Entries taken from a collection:
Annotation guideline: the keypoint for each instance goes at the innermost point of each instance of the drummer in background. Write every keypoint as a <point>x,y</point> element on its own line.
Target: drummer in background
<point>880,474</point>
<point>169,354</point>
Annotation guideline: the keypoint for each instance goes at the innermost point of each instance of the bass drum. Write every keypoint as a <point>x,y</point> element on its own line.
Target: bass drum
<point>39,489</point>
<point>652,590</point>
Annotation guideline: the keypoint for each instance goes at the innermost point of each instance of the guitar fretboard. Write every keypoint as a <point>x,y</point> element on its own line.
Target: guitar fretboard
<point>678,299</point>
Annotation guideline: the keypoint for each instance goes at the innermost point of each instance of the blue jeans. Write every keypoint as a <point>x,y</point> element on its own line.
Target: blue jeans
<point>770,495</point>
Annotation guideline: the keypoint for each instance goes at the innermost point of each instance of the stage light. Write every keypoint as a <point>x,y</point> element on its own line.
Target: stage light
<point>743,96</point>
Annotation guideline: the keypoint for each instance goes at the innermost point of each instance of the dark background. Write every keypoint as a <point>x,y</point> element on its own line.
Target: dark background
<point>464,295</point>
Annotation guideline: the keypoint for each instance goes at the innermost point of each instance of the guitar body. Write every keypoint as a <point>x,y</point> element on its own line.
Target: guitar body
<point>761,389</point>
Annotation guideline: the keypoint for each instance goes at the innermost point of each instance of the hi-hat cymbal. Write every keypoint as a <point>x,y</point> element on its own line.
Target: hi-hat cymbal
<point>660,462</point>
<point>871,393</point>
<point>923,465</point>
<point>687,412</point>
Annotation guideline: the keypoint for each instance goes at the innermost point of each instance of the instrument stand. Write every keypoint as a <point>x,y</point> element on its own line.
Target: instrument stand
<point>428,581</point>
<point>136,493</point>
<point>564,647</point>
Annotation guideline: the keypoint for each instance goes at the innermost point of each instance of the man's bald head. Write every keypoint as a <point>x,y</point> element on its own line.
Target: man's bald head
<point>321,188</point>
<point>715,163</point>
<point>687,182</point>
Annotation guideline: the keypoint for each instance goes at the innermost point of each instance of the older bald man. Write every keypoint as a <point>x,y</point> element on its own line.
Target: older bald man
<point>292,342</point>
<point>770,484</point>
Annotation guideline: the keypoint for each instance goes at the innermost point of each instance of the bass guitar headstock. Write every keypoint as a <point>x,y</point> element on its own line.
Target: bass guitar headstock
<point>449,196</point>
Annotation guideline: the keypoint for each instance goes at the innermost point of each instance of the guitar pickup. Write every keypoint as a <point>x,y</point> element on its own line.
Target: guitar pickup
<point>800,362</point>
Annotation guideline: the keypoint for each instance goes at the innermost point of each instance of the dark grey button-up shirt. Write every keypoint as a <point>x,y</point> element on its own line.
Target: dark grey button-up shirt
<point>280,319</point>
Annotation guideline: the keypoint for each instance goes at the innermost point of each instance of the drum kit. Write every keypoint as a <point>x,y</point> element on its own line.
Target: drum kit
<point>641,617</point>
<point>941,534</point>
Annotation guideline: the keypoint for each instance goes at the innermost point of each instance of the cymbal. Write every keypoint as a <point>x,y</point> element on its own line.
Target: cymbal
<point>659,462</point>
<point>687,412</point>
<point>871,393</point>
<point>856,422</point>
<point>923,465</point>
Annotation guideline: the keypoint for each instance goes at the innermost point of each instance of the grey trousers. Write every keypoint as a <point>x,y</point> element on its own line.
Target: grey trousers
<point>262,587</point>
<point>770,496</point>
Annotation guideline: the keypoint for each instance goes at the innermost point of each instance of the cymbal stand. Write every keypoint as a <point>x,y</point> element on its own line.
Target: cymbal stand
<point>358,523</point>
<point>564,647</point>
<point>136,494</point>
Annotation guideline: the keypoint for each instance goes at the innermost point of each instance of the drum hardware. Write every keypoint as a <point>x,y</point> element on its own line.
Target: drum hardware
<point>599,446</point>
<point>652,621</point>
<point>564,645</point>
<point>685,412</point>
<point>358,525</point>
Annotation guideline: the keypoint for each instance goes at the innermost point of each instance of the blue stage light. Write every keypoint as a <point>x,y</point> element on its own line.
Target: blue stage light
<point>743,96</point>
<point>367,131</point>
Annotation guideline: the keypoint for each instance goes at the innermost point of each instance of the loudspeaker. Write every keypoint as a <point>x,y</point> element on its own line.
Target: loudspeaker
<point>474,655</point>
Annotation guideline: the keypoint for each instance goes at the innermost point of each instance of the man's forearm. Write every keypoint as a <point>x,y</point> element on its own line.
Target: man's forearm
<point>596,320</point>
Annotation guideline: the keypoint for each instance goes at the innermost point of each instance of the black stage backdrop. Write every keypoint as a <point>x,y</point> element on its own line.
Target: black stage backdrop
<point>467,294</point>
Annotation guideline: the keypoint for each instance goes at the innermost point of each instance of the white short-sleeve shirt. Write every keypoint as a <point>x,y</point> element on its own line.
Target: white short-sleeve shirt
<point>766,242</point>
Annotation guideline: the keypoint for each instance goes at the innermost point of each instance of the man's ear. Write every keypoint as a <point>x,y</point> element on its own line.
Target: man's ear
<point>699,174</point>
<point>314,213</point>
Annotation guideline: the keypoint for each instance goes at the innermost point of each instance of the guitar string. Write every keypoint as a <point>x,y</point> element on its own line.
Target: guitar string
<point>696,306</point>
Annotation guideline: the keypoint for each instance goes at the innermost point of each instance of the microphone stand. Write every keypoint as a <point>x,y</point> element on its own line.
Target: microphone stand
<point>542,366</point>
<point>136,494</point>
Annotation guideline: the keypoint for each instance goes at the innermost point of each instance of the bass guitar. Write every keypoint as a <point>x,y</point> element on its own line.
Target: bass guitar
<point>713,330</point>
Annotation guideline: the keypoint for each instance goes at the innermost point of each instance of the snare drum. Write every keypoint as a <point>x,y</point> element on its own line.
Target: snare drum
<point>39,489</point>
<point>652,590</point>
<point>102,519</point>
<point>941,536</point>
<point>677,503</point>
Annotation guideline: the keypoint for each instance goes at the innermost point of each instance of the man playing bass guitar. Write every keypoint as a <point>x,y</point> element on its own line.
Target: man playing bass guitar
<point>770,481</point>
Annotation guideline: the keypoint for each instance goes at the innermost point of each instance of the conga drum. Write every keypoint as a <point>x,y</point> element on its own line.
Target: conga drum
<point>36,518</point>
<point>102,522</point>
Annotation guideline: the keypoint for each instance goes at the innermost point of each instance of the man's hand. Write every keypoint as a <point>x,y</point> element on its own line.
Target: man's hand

■ **YOUR GOAL**: Rewrite every line of the items above as a numbered list, leaving out any blank lines.

■ **COMPLETE ANSWER**:
1. Annotation guideline: the keypoint for each instance goes at the innermost point of each instance of the drummer in background. Write every keypoint as a <point>x,y</point> element on its own line.
2. Target: drummer in background
3. <point>880,474</point>
4. <point>169,354</point>
5. Annotation guideline: the keypoint for each instance goes at the innermost point of each instance of the bass drum. Write every keypoint as a <point>x,y</point> element on its own line.
6. Target: bass drum
7. <point>39,489</point>
8. <point>652,590</point>
9. Annotation guideline: the keypoint for each instance goes at the innermost point of each instance of the guitar fretboard. Write every keypoint as a <point>x,y</point> element on its own line.
10. Target: guitar fretboard
11. <point>678,299</point>
12. Annotation guideline: the keypoint for each instance goes at the innermost point of each instance of the blue jeans. Write every keypoint as a <point>x,y</point> element on its own line.
13. Target: blue jeans
14. <point>770,495</point>
15. Annotation guideline: the keypoint for each instance goes at the innermost point of each instance of the stage light. Write every keypoint as a <point>x,y</point> element on its own line.
16. Target: stage light
17. <point>743,96</point>
18. Annotation guideline: the keypoint for each instance goes at the innermost point of each instance of the dark background. Write every keypoint as a <point>x,y</point> element on its own line.
19. Target: dark background
20. <point>464,295</point>
21. Annotation guideline: the keypoint for each instance goes at the innermost point of each instance of the guitar body. Write every keypoint as a <point>x,y</point> element on its own line.
22. Target: guitar body
23. <point>761,389</point>
24. Annotation guideline: the keypoint for each instance goes at the innermost point of each instance of the hi-hat cymbal. Write every keypoint as a <point>x,y</point> element on its own line.
25. Target: hi-hat cymbal
26. <point>660,462</point>
27. <point>871,393</point>
28. <point>923,465</point>
29. <point>687,412</point>
30. Annotation guideline: the keypoint for each instance goes at the innermost point of each instance of the instrument stand. Write every keypoint as a <point>x,y</point> element on its own line.
31. Target: instrument stand
32. <point>428,581</point>
33. <point>136,493</point>
34. <point>564,647</point>
35. Annotation guideline: the keypoint for each instance goes at the innermost point of each instance of the man's bald head. Write every keypoint as a <point>x,y</point> element on its own line.
36. Target: man's bald head
37. <point>321,188</point>
38. <point>715,163</point>
39. <point>687,182</point>
40. Annotation guideline: the keypoint for each instance goes at the innermost point of each instance of the older bald man. Write every keypoint as a <point>x,y</point> element on its own line.
41. Target: older bald man
42. <point>292,342</point>
43. <point>770,484</point>
44. Annotation guideline: the keypoint for each instance goes at the innermost point of each instance of the bass guitar headstock. Write every keypoint as a <point>x,y</point> element on its own line.
45. Target: bass guitar headstock
46. <point>449,196</point>
47. Annotation guideline: the keypoint for each instance goes at the innermost point of each instance of the guitar pickup. Write every keypoint as a <point>x,y</point> element on its own line.
48. Target: guitar pickup
49. <point>800,362</point>
50. Annotation guideline: the keypoint for each instance goes at the innermost point of each instance of the dark grey button-up shirt. Write every keypoint as a <point>x,y</point> element on its own line.
51. Target: dark grey button-up shirt
52. <point>280,319</point>
53. Annotation guideline: the keypoint for each instance goes at the innermost point of each instance of the drum kit. Write every keypoint as a <point>x,y</point> element on its own line.
54. Target: drum kit
55. <point>641,617</point>
56. <point>941,534</point>
57. Annotation guideline: the keypoint for each instance goes at the innermost point of each instance of the cymbal. Write every keypoint as a <point>x,y</point> element on its own line.
58. Target: cymbal
59. <point>659,462</point>
60. <point>687,412</point>
61. <point>871,393</point>
62. <point>856,422</point>
63. <point>923,465</point>
64. Annotation guideline: the keypoint for each instance goes at the innermost point of each instance of the grey trousers. Write every keypoint as a <point>x,y</point> element on its own line.
65. Target: grey trousers
66. <point>262,587</point>
67. <point>770,496</point>
68. Annotation guideline: the keypoint for each instance goes at the innermost point of each instance of the cymbal stand. Write every keypoint as a <point>x,y</point> element on its own line.
69. Target: cymbal stand
70. <point>358,523</point>
71. <point>564,647</point>
72. <point>136,494</point>
73. Annotation guideline: the keypoint for each instance goes at the innermost point of each instance of the drum hardware. Write every keypoint as a <point>x,y</point> element on its own line.
74. Target: drum hardware
75. <point>599,446</point>
76. <point>652,621</point>
77. <point>564,645</point>
78. <point>685,412</point>
79. <point>358,525</point>
80. Annotation guideline: the keypoint for each instance goes at the innermost point of each instance of the blue stage light. Write every keypoint as a <point>x,y</point> element on its own line.
81. Target: blue stage light
82. <point>743,96</point>
83. <point>367,131</point>
84. Annotation guideline: the keypoint for each instance goes at the innermost point of each instance of the loudspeaker. Write every keypoint as a <point>x,y</point> element on its own line.
85. Target: loudspeaker
86. <point>474,655</point>
87. Annotation guideline: the keypoint for each instance goes at the innermost point of each instance of the man's forearm. Write every keypoint as a <point>x,y</point> element on its own line.
88. Target: man's forearm
89. <point>596,320</point>
90. Annotation guideline: the keypoint for each instance goes at the innermost point of each instance of the black stage backdrop. Write every keypoint as a <point>x,y</point> element on its own line.
91. Target: black stage backdrop
92. <point>467,294</point>
93. Annotation guideline: the keypoint for each instance goes at the innermost point of each instance of the white short-sleeve shirt. Write every keypoint as a <point>x,y</point> element on its own line.
94. Target: white short-sleeve shirt
95. <point>766,242</point>
96. Annotation guideline: the keypoint for each instance goes at the innermost point of each instance of the man's ear. Write every keypoint as a <point>x,y</point> element on its own line.
97. Target: man's ear
98. <point>699,174</point>
99. <point>314,213</point>
100. Annotation guideline: the keypoint for each instance goes at the innermost point of each instance of the guitar string. Write every keypoint as a <point>x,y</point> element on its own line.
101. Target: guitar string
102. <point>696,306</point>
103. Annotation guideline: the keypoint for each instance goes at the innermost point of each instance of the microphone stand. Write every keypoint as a <point>x,y</point> element on its own line.
104. Target: microphone stand
105. <point>542,366</point>
106. <point>136,494</point>
107. Annotation guideline: the keypoint for each instance goes at the innermost point of each instance of the bass guitar. Write every keypoint as a <point>x,y</point> element on its own line.
108. Target: bass guitar
109. <point>713,330</point>
110. Annotation guideline: the keypoint for each instance goes at the innermost point of each instance of the snare drum. Write every keypoint as a <point>x,y</point> element on its own line.
111. Target: snare drum
112. <point>39,489</point>
113. <point>652,590</point>
114. <point>102,519</point>
115. <point>941,536</point>
116. <point>677,503</point>
117. Annotation guideline: the keypoint for each instance goes at the innermost point of each instance of the man playing bass guitar. Write every keypoint as a <point>x,y</point> element on its own line.
118. Target: man playing bass guitar
119. <point>770,481</point>
120. Annotation guideline: the keypoint for each instance goes at the innermost point of each instance of the conga drum. Write every keypoint as a <point>x,y</point> element on its own line.
121. Target: conga drum
122. <point>36,518</point>
123. <point>102,522</point>
124. Annotation guideline: the keypoint for each instance goes at the innermost point of each instance of the man's hand. Write every keypoint as a <point>x,y</point> element on its own line.
125. Target: man's hand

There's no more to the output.